EXTRACT TO READ:
▼
But private biopharmaceutical companies continue to make up about 30 percent of all M&A transactions, on par with contract development, manufacturing, and services companies.
In 2019, 64 private biotech companies were acquired for a total deal value of $14.4 billion, $5.8 billion upfront and $8.6 billion in contingent payments, an almost 22 percent drop from the 82 private biotech acquisitions in 2018. Still it should be noted that median M&A upfront for these companies rose 48 percent to $62 million from $42 million in 2018.
Small and Mid-Cap Biopharma M&A
Mid Cap biotech companies continue to account for only a handful of deals, and while the number of small cap biotech targets has grown, the total deal value of small and mid-cap biopharma M&A dropped 63 percent to $42.7 billion in 2019 compared to $113.9 billion in 2018. Again the median upfront cash rose 62 percent to $985 million in 2019 compared to $607 million in 2018.
▲
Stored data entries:
▼
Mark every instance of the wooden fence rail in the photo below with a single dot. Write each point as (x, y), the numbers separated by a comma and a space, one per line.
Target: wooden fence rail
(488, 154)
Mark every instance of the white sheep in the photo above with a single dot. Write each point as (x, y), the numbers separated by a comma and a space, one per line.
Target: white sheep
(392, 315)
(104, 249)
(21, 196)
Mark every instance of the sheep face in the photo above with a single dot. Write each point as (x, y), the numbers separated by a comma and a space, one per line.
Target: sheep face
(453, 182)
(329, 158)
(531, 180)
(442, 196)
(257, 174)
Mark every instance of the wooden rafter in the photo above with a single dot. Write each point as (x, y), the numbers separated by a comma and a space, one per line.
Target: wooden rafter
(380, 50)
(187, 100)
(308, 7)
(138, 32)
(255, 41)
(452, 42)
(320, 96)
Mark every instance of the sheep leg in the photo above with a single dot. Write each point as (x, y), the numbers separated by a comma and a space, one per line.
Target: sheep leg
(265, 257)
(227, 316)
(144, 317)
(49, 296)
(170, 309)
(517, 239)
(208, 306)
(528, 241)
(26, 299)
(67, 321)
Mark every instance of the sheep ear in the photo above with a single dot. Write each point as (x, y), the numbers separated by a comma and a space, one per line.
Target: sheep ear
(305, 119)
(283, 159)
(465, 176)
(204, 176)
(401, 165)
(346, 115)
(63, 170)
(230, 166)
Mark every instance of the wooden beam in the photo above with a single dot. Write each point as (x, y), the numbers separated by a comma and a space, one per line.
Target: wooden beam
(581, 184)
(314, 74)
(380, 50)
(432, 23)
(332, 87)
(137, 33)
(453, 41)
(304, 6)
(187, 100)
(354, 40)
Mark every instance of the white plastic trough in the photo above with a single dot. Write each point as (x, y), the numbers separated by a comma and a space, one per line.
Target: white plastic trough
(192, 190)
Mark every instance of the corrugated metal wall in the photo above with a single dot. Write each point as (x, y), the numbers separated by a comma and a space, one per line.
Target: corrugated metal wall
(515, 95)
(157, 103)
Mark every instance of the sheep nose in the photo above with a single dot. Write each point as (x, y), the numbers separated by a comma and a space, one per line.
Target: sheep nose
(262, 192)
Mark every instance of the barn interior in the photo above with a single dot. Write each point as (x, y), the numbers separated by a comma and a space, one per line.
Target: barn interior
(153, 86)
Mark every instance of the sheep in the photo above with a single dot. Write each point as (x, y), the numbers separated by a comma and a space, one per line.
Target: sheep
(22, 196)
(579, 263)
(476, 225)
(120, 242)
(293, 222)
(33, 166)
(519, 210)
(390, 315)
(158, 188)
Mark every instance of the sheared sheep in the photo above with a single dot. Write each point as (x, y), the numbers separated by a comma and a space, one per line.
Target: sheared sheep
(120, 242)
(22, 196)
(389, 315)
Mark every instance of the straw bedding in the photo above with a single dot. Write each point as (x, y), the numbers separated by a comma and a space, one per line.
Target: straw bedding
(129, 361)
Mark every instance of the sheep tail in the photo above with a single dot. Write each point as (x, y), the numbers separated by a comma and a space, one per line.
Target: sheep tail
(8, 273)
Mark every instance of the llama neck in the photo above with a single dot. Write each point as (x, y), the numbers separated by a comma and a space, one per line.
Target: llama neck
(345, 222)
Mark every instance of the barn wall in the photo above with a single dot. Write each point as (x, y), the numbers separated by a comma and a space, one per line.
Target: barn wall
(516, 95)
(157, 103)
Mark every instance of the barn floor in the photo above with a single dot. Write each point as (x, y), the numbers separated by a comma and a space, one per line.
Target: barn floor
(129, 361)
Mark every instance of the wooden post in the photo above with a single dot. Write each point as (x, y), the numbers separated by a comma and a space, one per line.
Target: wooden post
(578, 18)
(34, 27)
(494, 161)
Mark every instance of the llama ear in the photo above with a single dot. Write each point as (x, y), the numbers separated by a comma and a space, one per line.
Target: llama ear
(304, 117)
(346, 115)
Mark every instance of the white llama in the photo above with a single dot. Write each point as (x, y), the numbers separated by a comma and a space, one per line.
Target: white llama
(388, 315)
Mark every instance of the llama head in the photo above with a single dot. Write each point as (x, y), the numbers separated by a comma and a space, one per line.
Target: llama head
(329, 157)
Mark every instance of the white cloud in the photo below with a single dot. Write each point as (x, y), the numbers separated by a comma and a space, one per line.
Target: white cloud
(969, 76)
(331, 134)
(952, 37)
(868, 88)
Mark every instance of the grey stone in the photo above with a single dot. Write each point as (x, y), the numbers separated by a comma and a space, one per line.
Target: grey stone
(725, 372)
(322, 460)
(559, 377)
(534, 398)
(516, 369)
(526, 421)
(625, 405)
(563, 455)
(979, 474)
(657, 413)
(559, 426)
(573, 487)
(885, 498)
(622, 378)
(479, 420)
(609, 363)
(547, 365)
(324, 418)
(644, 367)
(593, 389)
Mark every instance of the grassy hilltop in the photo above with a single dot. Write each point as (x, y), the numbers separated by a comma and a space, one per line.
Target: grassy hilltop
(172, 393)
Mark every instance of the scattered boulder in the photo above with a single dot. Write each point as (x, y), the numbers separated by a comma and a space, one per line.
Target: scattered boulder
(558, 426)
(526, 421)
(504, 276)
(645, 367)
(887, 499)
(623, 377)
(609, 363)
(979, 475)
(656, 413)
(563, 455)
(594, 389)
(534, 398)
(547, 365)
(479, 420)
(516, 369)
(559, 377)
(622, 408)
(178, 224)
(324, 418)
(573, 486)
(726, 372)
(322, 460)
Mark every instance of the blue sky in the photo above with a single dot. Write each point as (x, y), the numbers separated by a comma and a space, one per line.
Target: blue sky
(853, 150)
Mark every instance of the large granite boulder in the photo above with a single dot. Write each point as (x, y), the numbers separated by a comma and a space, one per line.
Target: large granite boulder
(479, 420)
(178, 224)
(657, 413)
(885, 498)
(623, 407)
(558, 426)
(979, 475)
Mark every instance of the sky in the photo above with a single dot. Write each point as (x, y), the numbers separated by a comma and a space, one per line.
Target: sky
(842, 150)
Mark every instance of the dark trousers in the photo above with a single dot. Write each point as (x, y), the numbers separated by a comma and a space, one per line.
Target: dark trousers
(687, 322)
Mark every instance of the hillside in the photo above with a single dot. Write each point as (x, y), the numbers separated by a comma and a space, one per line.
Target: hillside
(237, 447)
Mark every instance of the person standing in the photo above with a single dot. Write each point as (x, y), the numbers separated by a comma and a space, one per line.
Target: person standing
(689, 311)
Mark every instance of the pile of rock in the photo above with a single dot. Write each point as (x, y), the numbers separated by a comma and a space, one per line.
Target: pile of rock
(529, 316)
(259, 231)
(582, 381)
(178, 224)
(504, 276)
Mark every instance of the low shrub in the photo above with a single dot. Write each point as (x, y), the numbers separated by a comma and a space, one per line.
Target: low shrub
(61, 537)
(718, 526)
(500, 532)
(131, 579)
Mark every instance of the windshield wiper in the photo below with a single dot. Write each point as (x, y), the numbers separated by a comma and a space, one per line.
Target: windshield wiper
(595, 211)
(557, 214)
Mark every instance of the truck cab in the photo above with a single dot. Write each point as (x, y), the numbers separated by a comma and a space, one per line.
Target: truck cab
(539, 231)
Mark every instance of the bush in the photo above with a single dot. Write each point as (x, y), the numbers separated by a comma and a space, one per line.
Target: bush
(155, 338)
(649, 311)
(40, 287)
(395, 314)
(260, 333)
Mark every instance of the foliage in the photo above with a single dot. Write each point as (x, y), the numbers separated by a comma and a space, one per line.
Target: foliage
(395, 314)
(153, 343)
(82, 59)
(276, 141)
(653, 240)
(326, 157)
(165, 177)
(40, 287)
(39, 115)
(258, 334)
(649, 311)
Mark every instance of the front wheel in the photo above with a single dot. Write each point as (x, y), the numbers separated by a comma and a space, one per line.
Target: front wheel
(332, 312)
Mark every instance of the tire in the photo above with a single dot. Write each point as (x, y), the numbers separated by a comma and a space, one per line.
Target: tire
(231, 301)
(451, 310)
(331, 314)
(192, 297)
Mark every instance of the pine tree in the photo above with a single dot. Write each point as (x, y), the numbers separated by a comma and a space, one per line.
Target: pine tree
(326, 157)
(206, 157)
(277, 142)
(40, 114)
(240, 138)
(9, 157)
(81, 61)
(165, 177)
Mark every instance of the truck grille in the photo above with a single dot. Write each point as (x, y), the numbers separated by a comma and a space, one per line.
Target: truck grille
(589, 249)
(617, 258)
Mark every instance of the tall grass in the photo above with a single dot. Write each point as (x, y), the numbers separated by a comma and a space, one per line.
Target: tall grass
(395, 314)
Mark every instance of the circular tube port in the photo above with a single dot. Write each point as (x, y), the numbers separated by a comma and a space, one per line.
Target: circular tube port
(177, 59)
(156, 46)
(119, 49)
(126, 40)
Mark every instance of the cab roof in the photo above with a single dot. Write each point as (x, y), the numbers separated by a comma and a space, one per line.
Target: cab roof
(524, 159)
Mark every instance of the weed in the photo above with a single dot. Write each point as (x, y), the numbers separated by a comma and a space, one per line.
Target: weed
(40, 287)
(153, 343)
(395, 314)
▲
TASK PROMPT: Reproduce word for word the part of the biotech acquisitions text between "In 2019, 64" and "from $42 million in 2018.", inclusive.

WRITTEN RESPONSE:
In 2019, 64 private biotech companies were acquired for a total deal value of $14.4 billion, $5.8 billion upfront and $8.6 billion in contingent payments, an almost 22 percent drop from the 82 private biotech acquisitions in 2018. Still it should be noted that median M&A upfront for these companies rose 48 percent to $62 million from $42 million in 2018.